* Begin Excerpted text *

Today we had a dancing test which was actually so great. I had no idea we were doing a test but turns out we were so we all had to get up in our groups of about 5 and perform this one disco kind of dance to the class. I was so embarrassed at first seeing that i don`t understand instructions and hence i only know how to do it by copying so i am not very good at all but i love my class so much and me and aki were stuffing up a lot but the girls watching just kept clapping for us and everyone had an awesome time.
My english has become terrible. I talk so stupidly and yesterday we were eating tea when on the news we all heard an english voice. The thickness of the Australia accent hit me and i was like, `How Australian does he sound!`. It was kind of awkward though because he was having a massive go at the Japanese `scientific` whalers and what he had to say wasn`t so friendly and i was wishing so bad that there weren`t Japanese subtitles translating every word he said, but of course, there were. They then went on to ask me if we ate whales and i said no because the whales are our friends. (That was the only way my Japanese could explain it!) But they were quite... i forget the word, oblivious to Australia`s outrage and told me that they eat whale often except it is unfortunately a bit expensive....
On Friday I am going Kareoke-ing with my friend from school and doing Purikura, it should be great but means i have to find my way home which again could be interesting. I have also been given my shinkansen tickets for getting to the airport! How terribly sad, it is only perhaps 23 days until i am home! Looks like i will be getting in at Adelaide on Sunday morning and am spending the wee hours of the morning in Sydney airport for a while, on my own which should be exciting, I will be buying anything but oolong tea and talking with the staff and enjoy the fact that no body will be watching my every move because I will blend in for the first time in 3 months!
Best be off, going to watch my little sisters dancing lesson tonight. Love Mel x
Wednesday, May 30, 2007
Saturday, May 26, 2007
Moving
Well today is my last day at the Hanzawa`s house. I have had a good week and on Thursday the exams finished so me, Miki and Azusa went out to lunch which was spaghetti! After that we walked down to the station and went shopping. I bought manga, Moriyama Naodaro`s CD and a DVD and lots of pens! Then we went for a massive walk and stopped for some food in a place next door to Mr. Donuts, to my horror, so I sat sipping some oolong tea while staring through the glass at the people eating the best donuts in the world and drinking coffee. I was a little envious to say the least. We caught the bus home which is a novelty for me and then had a massive tea which filled me up too much, so much food here. On Friday i did the usual school thing and after school like I do sometimes, I went to the library to read the paper in english. I walked in and sat down and then one of the teachers came up to me and just did a massive X shape with his hands and then walked off and there were two guys there who were like, `何...` (What the...) and I was saying the same. The teacher said to them really shortly, `explain..` and then walked off.
Now I know my Japanese isn`t fluent but believe me if he had simply been nice and explained that today was special and the library shuts at 4pm today I would clearly of understood. So the guys explained, in japanese and I was like, `thankyou for that` and yes, I was a bit taken aback at that but oh well! (And by the way it was only 3.30pm so i still read the paper and all was good)
Then after the paper I went to wait for my host mum at her work and came home etc etc. Today we went out to return some CDs of Miki`s and then bought cakes and now we have just had lunch. I am excited about Sayumi`s house but of course sad to be leaving here. I am sharing a room with Sayumi and she has two little sisters who I am looking foward to spending time with. I don`t know when my next post will be so I am sorry and also sorry for being slack lately, I just haven`t had time!

* End Excerpted text *
* Begin Data provided *

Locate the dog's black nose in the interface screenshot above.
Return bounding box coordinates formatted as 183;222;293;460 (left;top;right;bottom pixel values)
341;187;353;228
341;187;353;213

* End Data provided *

▶ **Given exercise 1**: Write out the passage from the blog excerpt that begins at "My english has" and stops after "a bit expensive....".
▶ **Given exercise 2**: In the blog excerpt, what did the host family say about how often they eat whale?
▶ **Given exercise 3**: Give what comes next in the blog excerpt, picking up from where it stops.

▶ **Written answer 1**:
My english has become terrible. I talk so stupidly and yesterday we were eating tea when on the news we all heard an english voice. The thickness of the Australia accent hit me and i was like, `How Australian does he sound!`. It was kind of awkward though because he was having a massive go at the Japanese `scientific` whalers and what he had to say wasn`t so friendly and i was wishing so bad that there weren`t Japanese subtitles translating every word he said, but of course, there were. They then went on to ask me if we ate whales and i said no because the whales are our friends. (That was the only way my Japanese could explain it!) But they were quite... i forget the word, oblivious to Australia`s outrage and told me that they eat whale often except it is unfortunately a bit expensive....

▶ **Written answer 2**: They said they eat whale often, though it is unfortunately a bit expensive.

▶ **Written answer 3**:
Melissa x
Now I know my Japanese isn`t fluent but believe me if he had simply been nice and explained that today was special and the library shuts at 4pm today I would clearly of understood. So the guys explained, in japanese and I was like, `thankyou for that` and yes, I was a bit taken aback at that but oh well! (And by the way it was only 3.30pm so i still read the paper and all was good)
Then after the paper I went to wait for my host mum at her work and came home etc etc. Today we went out to return some CDs of Miki`s and then bought cakes and now we have just had lunch. I am excited about Sayumi`s house but of course sad to be leaving here. I am sharing a room with Sayumi and she has two little sisters who I am looking foward to spending time with. I don`t know when my next post will be so I am sorry and also sorry for being slack lately, I just haven`t had time!
Melissa x
Monday, May 21, 2007
Home Early
It is now 3.10pm on a Monday afternoon and I am not at school. `Melissa, why is that so?` I hear you ask. Well hold your horses (or your raw fleshy chunks of horse) and let me explain.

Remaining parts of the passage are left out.